[Pointing dataset excerpts]
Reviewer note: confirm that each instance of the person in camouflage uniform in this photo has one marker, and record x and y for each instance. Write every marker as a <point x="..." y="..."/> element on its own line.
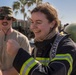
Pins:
<point x="6" y="33"/>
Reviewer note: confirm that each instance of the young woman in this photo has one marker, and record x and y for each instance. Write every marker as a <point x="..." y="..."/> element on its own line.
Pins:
<point x="54" y="53"/>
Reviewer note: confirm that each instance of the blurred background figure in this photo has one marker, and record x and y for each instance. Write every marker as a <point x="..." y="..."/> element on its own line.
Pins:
<point x="71" y="29"/>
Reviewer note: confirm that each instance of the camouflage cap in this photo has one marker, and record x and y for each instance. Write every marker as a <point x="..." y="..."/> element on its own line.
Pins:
<point x="7" y="11"/>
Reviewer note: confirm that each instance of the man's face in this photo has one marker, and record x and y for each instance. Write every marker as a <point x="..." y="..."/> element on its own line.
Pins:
<point x="40" y="25"/>
<point x="5" y="22"/>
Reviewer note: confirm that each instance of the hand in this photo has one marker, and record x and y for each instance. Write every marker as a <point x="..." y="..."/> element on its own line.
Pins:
<point x="12" y="47"/>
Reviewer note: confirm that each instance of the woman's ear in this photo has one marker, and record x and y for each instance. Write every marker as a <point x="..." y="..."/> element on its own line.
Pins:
<point x="52" y="24"/>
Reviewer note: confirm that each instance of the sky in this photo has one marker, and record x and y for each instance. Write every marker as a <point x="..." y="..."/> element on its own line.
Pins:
<point x="66" y="9"/>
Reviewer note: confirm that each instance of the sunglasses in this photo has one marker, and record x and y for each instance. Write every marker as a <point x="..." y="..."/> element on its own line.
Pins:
<point x="7" y="17"/>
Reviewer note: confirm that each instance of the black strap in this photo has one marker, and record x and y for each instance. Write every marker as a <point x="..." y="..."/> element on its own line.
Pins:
<point x="55" y="45"/>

*Work to do*: Without the pictures, copy the material exactly as given.

*Task result*:
Reviewer note: confirm that each instance of the person in camouflage uniform in this photo has one marker, and record x and y for each instance. Write every marker as a <point x="..." y="..."/> element on its own line.
Pins:
<point x="6" y="33"/>
Reviewer note: confirm that each instance of the young woman in this photo has one marker, and record x and y for each instance. Write every marker as a <point x="..." y="..."/> element on its own line.
Pins:
<point x="54" y="53"/>
Reviewer note: confirm that each instance of the blurred background figure in this photo has one marker, and record x and y for each instance. Write every marker as a <point x="..." y="..."/> element on its own line.
Pins:
<point x="71" y="29"/>
Reviewer note: confirm that each instance of the camouflage cap in this photo has one marker, and record x and y for each instance. Write every marker as a <point x="..." y="..."/> element on its own line.
Pins:
<point x="7" y="11"/>
Reviewer note: confirm that each instance of the man's face in this photo has one marker, and record x and y for each instance. Write every marker as a <point x="..." y="..."/> element on its own line.
Pins:
<point x="40" y="25"/>
<point x="5" y="22"/>
Reviewer note: confirm that each instance of the hand in this photo has one marker, and record x and y for each instance. Write every marker as a <point x="..." y="..."/> element on its own line.
Pins:
<point x="12" y="47"/>
Reviewer note: confirm that each instance of the woman's ear in this photo has one marker, and record x and y for each instance. Write every marker as a <point x="..." y="..."/> element on its own line.
Pins:
<point x="52" y="24"/>
Reviewer note: confirm that each instance of the sky in this photo has one marker, and record x and y for each instance. Write every marker as a <point x="..." y="..."/> element on its own line.
Pins:
<point x="66" y="9"/>
Reviewer note: confirm that each instance of the sunglasses in this photo has one marker, and record x and y for each instance. Write every marker as a <point x="..." y="..."/> element on its own line.
Pins:
<point x="7" y="17"/>
Reviewer note: confirm that each instance of the black strap in this photo has one marker, and record x and y for each instance. Write every marker as a <point x="..." y="..."/> element on its own line.
Pins:
<point x="55" y="45"/>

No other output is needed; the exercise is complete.